Exercise requirements
#1 Answer these questions about the film entry, with each question on its own line and each answer marked with the same letter:
(a) Who handled the cinematography?
(b) What is the film's running time?
(c) Who played a bit part in the film?
#2 Write out the film entry starting with "Syv dage for Elisabeth (Seven" and going on through "a brawl scene.", swapping "bit part" for "small role".
#3 Rewrite the paragraph of the film entry that begins "Syv dage for Elisabeth (Seven Days for Elizabeth)" as a bulleted list, keeping its main facts.

— start of Given passage —

- Directed by: Leif Sinding
- Written by: Leif Sinding
- Based on: 'Arvid Skappel's novella Påskeflirt
- Produced by: Leif Sinding
- Starring: Magda Holm Haakon Hjelde Ellen Sinding Hilda Fredriksen
- Cinematography: Oscar Norberg
- Distributed by: Internationalt Films-Kompani A/S
- Release date: November 28, 1927;
- Running time: 78 minutes
- Country: Norway
- Language: Norwegian

= Syv dage for Elisabeth =

1927 film

Syv dage for Elisabeth (Seven Days for Elizabeth) is a Norwegian silent film comedy from 1927 directed by Leif Sinding. The screenplay was written by Sinding and Arvid Skappel, and it was based on Skappel's novella Påskeflirt. Sonja Henie played a bit part in the film. The censors removed a closeup of a female dancer, the text Jeg vil, men først vi je ha dig sel 'I want to, but first I want you myself', and a brawl scene.

— end of Given passage —
— start of Dataset extract —

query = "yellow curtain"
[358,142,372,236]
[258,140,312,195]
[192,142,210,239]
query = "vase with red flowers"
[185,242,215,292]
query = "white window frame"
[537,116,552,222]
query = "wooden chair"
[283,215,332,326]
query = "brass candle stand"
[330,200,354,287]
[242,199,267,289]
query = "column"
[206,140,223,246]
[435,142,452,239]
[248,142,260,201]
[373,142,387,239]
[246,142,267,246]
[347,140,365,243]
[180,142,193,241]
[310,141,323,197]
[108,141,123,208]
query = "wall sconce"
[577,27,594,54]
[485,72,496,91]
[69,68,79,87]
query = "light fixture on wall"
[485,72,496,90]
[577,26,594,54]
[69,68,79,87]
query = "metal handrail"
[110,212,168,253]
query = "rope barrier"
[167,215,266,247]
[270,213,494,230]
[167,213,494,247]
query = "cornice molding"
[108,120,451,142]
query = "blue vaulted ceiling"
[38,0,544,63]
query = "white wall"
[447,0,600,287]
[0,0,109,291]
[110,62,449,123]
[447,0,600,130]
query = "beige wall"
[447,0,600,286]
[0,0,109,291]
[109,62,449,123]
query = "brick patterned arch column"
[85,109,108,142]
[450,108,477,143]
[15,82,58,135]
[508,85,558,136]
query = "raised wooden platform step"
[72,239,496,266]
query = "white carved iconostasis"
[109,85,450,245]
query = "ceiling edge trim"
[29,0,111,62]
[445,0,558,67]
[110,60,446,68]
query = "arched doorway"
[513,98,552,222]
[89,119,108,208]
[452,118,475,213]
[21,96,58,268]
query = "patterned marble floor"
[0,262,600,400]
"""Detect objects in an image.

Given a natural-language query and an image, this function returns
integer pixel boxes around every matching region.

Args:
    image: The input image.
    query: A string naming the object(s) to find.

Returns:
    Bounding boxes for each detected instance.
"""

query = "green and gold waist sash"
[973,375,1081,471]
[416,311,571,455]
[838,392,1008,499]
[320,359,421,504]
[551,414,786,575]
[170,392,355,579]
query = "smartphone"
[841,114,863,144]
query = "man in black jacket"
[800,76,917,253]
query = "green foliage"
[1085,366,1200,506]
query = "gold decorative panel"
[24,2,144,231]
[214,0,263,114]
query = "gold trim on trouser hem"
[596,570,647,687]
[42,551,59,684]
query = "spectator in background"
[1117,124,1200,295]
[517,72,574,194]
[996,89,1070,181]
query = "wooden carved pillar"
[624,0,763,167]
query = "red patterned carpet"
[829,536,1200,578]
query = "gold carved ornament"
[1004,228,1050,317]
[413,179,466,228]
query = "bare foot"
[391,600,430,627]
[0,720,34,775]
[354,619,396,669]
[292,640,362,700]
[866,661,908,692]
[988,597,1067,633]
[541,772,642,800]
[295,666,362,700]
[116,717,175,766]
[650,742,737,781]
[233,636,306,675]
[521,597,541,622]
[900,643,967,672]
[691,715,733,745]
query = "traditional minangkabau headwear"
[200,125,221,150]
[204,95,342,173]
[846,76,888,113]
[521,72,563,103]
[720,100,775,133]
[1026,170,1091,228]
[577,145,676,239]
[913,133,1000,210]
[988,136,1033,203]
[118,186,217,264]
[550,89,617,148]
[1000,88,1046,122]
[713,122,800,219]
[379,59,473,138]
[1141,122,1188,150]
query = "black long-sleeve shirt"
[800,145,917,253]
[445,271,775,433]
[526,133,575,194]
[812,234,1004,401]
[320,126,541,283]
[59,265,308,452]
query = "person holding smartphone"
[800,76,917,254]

— end of Dataset extract —

Solutions below
#1
(a) Oscar Norberg
(b) 78 minutes
(c) Sonja Henie

#2
Syv dage for Elisabeth (Seven Days for Elizabeth) is a Norwegian silent film comedy from 1927 directed by Leif Sinding. The screenplay was written by Sinding and Arvid Skappel, and it was based on Skappel's novella Påskeflirt. Sonja Henie played a small role in the film. The censors removed a closeup of a female dancer, the text Jeg vil, men først vi je ha dig sel 'I want to, but first I want you myself', and a brawl scene.

#3
- Norwegian silent comedy from 1927, directed by Leif Sinding.
- The screenplay was written by Sinding and Arvid Skappel and was based on Skappel's novella Påskeflirt.
- Sonja Henie had a bit part.
- The censors cut a closeup of a female dancer, the line "I want to, but first I want you myself," and a brawl scene.